Evangelio según San Lucas 18, 9-14
(Los dos personajes que caracterizan a la parábola de Jesús están bien definidos.
Por un lado, el fariseo, exacto en la oración prescrita y en el cumplimiento de los preceptos y las normas litúrgicas, un hombre devoto y muy piadoso. Este hombre, inclusive, cumple mucho más de las exigencias usuales, ayunando dos veces a la semana y entregando el diezmo de todo lo que gana. Es un hombre satisfecho consigo mismo pues entiende que alcanza los favores divinos por pertenencia y por el cumplimiento formal de las tradiciones religiosas, y por ello es un elegido, alguien que está varios escalones por encima de los demás en la medida de la virtud, y que es depositario -por esos méritos religiosos- del reconocimiento del Creador, a diferencia de todos los demás. Está orgulloso de ser como es y, más aún, no ser como el resto: traza en su alma una línea excluyente e insalvable, y parece haberse apropiado de las cosas de Dios para sí mismo, denegando cualquier posibilidad de salvación a los que no son como él.
Por otro lado, nos encontramos con el publicano, recaudador de impuestos para el Imperio Romano que sojuzgaba a Israel, cuya práctica usual era la corrupción, el cohecho y la extorsión de artesanos y campesinos que debían pagar tributos/gravámenes insoportables. Socialmente eran despreciados con fervor -se los consideraba en la misma estatura moral de las prostitutas-, y religiosamente estaban excluidos de la mayoría de las prácticas comunitarias de piedad por impuros y pecadores. Ese hombre ni siquiera se anima a levantar la mirada para dirigirse a Dios; en su plegaria suplica misericordia, porque conoce sus miserias y reconoce que sólo la misericordia de Dios puede aliviarlo y liberarlo de sus males, y erguirlo como un hombre íntegro y cabal.

Ejercicio: Sigue escribiendo el comentario sobre la parábola del fariseo y el publicano desde el punto en que se detiene. Las filas no tienen nada que ver con esto.

Datos del ejercicio:
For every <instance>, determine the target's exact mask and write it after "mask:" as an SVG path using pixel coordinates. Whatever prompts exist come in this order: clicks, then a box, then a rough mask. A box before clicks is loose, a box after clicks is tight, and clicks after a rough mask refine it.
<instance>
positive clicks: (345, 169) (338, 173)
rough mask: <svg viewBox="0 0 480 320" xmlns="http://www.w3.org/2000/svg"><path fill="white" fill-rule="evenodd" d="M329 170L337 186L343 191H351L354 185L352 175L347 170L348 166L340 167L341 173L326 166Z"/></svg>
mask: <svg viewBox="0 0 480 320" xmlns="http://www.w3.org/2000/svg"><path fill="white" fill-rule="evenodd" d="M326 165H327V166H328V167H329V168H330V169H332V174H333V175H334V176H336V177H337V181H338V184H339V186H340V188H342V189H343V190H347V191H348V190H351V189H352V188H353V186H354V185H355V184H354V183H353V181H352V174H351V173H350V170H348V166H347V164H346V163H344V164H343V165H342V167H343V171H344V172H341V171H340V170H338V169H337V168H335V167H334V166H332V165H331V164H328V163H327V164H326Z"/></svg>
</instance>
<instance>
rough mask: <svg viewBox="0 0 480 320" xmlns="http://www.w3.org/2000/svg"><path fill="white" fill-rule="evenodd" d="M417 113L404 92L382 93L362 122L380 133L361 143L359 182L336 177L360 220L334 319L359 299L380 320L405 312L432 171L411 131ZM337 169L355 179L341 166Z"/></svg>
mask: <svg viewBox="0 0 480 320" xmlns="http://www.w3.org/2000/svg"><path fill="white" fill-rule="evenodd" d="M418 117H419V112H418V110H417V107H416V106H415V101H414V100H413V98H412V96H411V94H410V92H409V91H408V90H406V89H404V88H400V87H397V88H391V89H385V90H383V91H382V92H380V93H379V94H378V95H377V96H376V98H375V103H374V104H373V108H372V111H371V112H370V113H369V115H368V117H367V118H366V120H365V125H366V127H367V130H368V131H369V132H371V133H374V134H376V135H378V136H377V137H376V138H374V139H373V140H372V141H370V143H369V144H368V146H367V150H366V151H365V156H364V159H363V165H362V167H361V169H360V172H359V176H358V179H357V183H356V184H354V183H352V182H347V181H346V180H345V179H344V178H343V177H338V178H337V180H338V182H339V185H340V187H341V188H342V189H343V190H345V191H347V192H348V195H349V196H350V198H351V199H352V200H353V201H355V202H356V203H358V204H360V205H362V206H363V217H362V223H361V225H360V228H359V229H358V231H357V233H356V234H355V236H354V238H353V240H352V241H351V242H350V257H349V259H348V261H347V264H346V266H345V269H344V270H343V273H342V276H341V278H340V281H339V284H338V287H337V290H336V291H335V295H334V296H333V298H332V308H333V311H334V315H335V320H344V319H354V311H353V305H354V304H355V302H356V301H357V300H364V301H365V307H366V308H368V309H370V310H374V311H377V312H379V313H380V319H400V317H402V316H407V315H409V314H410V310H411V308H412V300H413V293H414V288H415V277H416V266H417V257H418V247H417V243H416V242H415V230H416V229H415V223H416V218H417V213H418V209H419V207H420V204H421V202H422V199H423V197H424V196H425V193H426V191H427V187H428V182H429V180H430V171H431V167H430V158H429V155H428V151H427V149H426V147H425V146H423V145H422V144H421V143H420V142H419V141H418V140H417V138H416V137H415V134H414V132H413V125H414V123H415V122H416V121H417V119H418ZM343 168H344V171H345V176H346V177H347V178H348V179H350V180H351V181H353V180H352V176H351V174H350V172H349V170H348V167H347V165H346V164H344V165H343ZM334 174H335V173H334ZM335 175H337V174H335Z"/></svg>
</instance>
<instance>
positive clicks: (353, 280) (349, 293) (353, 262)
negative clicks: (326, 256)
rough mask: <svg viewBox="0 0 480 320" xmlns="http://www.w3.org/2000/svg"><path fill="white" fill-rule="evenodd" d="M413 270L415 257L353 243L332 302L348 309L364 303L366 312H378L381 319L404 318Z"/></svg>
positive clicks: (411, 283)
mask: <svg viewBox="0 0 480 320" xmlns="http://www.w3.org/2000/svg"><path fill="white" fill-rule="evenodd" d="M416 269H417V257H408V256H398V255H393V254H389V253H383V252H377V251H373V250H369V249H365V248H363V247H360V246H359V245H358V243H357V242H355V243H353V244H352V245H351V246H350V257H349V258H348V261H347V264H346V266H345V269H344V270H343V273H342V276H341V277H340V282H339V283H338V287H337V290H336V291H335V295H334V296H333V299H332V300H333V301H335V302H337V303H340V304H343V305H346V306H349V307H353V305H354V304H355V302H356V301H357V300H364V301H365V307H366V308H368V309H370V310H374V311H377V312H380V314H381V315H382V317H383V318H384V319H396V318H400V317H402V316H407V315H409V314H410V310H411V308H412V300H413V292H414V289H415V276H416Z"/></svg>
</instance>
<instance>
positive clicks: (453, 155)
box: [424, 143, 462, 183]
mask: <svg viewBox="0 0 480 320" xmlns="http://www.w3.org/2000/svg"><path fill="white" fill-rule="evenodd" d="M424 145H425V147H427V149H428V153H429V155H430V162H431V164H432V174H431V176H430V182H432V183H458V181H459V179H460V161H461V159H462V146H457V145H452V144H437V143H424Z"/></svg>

...

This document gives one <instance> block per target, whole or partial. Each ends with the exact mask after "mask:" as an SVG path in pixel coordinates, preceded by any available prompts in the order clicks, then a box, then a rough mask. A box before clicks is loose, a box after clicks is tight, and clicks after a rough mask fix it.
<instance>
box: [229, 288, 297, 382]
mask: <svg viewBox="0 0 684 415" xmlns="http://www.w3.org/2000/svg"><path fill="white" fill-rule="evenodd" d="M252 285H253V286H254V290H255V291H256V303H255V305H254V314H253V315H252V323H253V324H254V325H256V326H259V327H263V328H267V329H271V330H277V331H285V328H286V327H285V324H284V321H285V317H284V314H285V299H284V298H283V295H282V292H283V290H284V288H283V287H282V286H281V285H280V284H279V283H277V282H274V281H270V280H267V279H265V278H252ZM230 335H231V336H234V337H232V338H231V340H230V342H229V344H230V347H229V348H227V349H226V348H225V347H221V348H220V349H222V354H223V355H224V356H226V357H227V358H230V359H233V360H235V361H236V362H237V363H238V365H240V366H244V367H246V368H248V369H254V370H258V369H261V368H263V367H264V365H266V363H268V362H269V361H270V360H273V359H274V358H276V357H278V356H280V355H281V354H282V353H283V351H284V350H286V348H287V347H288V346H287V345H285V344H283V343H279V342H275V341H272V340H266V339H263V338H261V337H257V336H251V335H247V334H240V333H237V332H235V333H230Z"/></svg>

...

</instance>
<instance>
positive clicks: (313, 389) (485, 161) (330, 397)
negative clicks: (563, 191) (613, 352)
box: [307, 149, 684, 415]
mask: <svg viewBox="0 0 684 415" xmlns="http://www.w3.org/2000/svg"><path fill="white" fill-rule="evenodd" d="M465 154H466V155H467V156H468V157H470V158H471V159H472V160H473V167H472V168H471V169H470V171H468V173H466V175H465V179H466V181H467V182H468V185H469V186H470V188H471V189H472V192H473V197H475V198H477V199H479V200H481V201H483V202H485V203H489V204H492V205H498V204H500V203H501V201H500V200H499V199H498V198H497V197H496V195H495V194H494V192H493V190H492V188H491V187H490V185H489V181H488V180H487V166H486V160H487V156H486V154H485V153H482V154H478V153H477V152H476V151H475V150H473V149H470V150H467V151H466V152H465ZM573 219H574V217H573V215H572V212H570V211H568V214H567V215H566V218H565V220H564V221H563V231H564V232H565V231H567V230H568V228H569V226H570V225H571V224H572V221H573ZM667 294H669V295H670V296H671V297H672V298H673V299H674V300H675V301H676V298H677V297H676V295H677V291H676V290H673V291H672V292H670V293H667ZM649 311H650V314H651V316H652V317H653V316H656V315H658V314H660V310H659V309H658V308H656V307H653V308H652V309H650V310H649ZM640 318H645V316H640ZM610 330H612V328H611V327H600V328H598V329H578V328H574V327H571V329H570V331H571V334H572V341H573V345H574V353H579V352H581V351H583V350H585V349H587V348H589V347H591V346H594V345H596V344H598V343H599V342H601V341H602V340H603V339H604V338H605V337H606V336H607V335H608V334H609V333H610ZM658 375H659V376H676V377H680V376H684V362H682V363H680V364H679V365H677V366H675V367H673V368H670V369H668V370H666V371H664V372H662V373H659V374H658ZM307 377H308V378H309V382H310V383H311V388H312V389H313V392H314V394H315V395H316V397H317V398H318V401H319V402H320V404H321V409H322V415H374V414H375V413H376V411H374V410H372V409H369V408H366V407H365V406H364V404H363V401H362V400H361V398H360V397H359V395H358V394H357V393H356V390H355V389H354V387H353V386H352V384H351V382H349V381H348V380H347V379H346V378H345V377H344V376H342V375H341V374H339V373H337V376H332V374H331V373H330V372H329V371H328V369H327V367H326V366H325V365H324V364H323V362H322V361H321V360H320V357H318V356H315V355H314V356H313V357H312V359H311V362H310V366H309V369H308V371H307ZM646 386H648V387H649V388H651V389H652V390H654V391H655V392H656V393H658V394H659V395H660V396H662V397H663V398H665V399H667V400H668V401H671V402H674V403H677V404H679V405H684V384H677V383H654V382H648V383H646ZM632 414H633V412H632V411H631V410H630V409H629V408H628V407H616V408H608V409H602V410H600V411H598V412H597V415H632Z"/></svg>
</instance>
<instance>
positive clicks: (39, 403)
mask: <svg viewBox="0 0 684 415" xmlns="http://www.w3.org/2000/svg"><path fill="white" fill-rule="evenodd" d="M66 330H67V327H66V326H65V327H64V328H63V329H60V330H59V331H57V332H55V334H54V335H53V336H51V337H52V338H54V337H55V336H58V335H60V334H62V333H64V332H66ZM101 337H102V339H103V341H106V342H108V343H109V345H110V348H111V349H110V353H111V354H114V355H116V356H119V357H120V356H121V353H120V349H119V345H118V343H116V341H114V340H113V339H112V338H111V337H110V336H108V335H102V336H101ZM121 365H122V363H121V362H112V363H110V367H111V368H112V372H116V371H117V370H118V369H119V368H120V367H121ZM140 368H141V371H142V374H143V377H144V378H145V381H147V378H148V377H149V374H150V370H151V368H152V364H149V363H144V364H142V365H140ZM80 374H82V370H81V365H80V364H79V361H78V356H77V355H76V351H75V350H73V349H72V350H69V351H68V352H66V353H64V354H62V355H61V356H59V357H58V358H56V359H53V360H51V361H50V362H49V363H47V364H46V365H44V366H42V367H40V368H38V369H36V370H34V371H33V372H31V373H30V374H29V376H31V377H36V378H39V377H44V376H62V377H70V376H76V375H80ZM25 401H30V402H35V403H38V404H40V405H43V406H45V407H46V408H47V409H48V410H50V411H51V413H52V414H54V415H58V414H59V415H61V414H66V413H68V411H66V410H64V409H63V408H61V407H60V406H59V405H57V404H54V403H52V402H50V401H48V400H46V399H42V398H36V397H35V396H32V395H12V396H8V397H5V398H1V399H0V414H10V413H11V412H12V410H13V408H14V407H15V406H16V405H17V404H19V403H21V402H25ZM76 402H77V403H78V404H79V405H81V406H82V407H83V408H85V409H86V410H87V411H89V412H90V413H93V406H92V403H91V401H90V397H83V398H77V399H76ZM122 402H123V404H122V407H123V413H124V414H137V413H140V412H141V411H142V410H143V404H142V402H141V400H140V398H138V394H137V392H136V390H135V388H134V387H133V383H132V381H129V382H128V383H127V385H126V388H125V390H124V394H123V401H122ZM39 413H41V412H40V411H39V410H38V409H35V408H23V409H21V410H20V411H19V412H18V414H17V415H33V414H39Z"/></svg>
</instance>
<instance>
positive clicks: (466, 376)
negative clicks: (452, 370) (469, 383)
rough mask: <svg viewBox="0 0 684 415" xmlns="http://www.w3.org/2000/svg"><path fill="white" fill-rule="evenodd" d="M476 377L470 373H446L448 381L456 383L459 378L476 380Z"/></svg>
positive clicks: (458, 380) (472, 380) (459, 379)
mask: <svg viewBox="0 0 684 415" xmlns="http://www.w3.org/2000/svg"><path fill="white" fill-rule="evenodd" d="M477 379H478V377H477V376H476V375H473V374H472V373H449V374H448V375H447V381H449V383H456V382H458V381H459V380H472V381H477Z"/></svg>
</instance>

Espacio de respuesta:
El Maestro añadirá que ese fariseo que se creía justo y santo no era tal, y que el que regresa justificado -es decir, ajustado a la voluntad de Dios, la vida plena- es el publicano que se humilla en el autorreconocimiento de sus limitaciones y pecados.
Esto no es una enseñanza abstracta ni un acontecimiento acotado al tiempo histórico del ministerio del Señor.
Aquí se nos plantean desde las raíces del corazón -en donde todo nace y en donde todo se decide- dos modalidades eclesiales.
Una, es esa Iglesia elitista y pequeña en espacio y en alma, la Iglesia de unos pocos, prepotente y autoconvencida de sus virtudes que se empeña en excluir al distinto, al pecador, una Iglesia que se pretende santa y virtuosa por la puntillosidad de su piedad y su ortodoxia doctrinal, pero que desconoce en su cotidianeidad la compasión y la mesa grande de Jesús de Nazareth. Es la Iglesia exclusivista, tenaz despreciadora de los que no comulgan con sus principios, que se afirma en una espiritualidad de la gloria y el éxito.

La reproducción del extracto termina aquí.